▶ [ENTRIES SUPPLIED]:
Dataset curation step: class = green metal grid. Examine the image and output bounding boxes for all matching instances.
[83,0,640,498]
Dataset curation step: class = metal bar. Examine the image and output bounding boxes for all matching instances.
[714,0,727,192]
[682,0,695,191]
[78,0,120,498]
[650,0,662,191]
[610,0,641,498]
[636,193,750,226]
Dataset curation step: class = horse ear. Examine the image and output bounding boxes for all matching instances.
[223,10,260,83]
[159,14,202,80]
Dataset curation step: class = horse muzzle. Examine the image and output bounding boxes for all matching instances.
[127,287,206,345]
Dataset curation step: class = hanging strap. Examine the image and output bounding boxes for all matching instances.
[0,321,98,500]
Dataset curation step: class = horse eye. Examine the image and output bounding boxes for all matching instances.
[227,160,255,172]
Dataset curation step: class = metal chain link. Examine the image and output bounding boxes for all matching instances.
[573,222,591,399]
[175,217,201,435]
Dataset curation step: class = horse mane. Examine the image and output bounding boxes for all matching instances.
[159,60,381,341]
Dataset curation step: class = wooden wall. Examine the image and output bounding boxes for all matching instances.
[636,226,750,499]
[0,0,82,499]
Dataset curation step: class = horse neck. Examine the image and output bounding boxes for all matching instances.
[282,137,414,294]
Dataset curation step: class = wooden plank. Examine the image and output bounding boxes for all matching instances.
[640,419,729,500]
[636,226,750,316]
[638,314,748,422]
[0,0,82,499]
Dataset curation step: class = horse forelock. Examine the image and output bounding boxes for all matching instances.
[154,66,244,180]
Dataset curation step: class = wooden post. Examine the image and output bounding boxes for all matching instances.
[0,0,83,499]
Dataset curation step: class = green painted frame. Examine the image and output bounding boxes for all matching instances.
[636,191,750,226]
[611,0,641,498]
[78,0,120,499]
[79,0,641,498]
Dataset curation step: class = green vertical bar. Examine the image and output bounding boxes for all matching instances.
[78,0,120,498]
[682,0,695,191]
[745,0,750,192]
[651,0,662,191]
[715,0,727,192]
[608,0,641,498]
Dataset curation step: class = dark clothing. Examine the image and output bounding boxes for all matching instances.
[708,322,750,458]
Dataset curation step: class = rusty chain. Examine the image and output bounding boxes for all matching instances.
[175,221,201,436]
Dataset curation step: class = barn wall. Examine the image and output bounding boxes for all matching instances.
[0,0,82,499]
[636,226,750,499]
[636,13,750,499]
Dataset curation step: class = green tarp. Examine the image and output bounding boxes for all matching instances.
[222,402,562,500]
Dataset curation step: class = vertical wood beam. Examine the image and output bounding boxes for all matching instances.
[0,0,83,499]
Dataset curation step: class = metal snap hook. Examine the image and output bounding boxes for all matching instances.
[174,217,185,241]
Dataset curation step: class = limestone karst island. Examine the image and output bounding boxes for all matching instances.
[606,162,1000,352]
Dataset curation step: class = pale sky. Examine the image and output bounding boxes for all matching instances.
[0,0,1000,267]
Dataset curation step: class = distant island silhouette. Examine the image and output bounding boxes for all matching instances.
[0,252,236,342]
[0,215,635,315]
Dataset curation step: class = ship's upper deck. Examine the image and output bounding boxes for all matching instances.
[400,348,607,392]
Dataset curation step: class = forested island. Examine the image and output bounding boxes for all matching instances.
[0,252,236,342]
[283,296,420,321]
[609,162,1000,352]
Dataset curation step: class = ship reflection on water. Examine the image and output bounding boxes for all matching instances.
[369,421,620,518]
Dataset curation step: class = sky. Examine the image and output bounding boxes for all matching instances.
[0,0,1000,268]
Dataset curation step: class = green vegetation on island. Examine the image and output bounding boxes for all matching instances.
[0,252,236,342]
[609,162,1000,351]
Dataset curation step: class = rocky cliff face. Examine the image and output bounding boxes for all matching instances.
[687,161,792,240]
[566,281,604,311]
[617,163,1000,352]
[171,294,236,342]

▶ [EXERCISE AIM]: Copy all of the entries above word for word.

▶ [EXPECTED ANSWER]:
Dataset curation step: class = green metal grid. Examine the image and output bounding boxes for all matching instances.
[83,0,640,498]
Dataset curation step: class = metal bar. Examine the image and output bounding boxes for all matching instances.
[714,0,727,192]
[682,0,695,191]
[78,0,120,498]
[650,0,662,191]
[610,0,641,498]
[636,193,750,226]
Dataset curation step: class = horse ear. Examine the image and output bounding boxes for all matching instances.
[223,10,260,83]
[159,14,202,80]
Dataset curation step: class = horse muzzle. Examine the image and output bounding boxes for all matching instances.
[127,287,206,345]
Dataset curation step: class = hanging strap. Examine the image and output bounding boxes for all matching instances.
[0,321,98,500]
Dataset curation step: class = horse eye. Examine the image and output bounding boxes for all matching instances.
[227,160,255,172]
Dataset curation step: class = metal chain link. Examine the image and output bounding boxes for all matching instances.
[573,222,591,399]
[175,217,201,435]
Dataset curation step: class = horse mane. Examine the image and output bounding boxes for all matching instances.
[159,60,381,341]
Dataset curation step: class = wooden wall. Examine the image and output bounding boxes for all matching instances.
[636,226,750,499]
[0,0,82,499]
Dataset curation step: class = horse neck. Examine the image and output bounding boxes for all matching instances.
[282,137,414,294]
Dataset curation step: class = wooden plank. Examine the image and output bounding boxes for all matching instances.
[640,419,729,500]
[636,226,750,316]
[638,314,748,422]
[0,0,82,499]
Dataset curation step: class = horse forelock. Examine the image and output bounding boxes for all matching instances.
[154,66,244,180]
Dataset curation step: class = wooden post. Examine the image and output bounding boxes for all matching instances.
[0,0,83,499]
Dataset curation step: class = green painted frame. Examine the image and output bounding boxes for all matching instances.
[636,191,750,226]
[611,0,641,498]
[78,0,120,499]
[79,0,641,498]
Dataset curation step: class = green vertical bar. Examine the image and output bounding boxes for all matching instances.
[78,0,120,498]
[682,0,695,191]
[745,0,750,192]
[651,0,662,191]
[715,0,727,192]
[608,0,641,498]
Dataset curation step: class = dark clothing. Examine the image and output bounding boxes for all matching instances.
[708,322,750,458]
Dataset curation step: class = rusty chain. Examine the image and output bounding boxes for all matching instances.
[175,221,201,436]
Dataset curation step: class = barn wall. Examine the image and output bounding boxes for all matching instances.
[0,0,82,499]
[636,226,750,499]
[636,13,750,499]
Dataset curation step: class = green tarp. Examine the image and output bounding boxes for all matching instances.
[222,402,562,500]
Dataset curation step: class = vertical wood beam. Examine the image and output bounding boxes for all matching instances.
[0,0,83,499]
Dataset curation step: class = metal snap hook. Examine the image and output bounding boxes for all matching instances.
[174,217,185,241]
Dataset curation step: class = limestone karst island. Examine the image and output bounding boxes for all matching instances.
[606,162,1000,352]
Dataset curation step: class = pale sky. Examine the image and output bounding boxes for all matching instances.
[0,0,1000,267]
Dataset curation step: class = distant island silhouette. Examine the image and output bounding boxes for all matching instances.
[0,252,236,342]
[0,215,635,315]
Dataset curation step: class = ship's upper deck. Examine the image and output bounding boxes for all matching instances.
[400,348,607,392]
Dataset curation step: class = forested island. Examine the image and output bounding boxes for all matching instances.
[0,252,236,342]
[283,296,420,321]
[609,162,1000,352]
Dataset curation step: class = ship reflection on water. Examine the image and output bounding boxes for all matching instances.
[369,421,620,518]
Dataset curation step: class = sky. Examine the image and output bounding boxes for all matching instances.
[0,0,1000,268]
Dataset curation step: class = green vegetation on island. Examine the image and output bounding boxes for all matching instances.
[0,252,236,342]
[609,162,1000,351]
Dataset curation step: class = rocky cliff face. Examine the image and output bounding boxes for all matching instances.
[687,161,792,240]
[566,281,604,311]
[617,163,1000,352]
[171,294,236,342]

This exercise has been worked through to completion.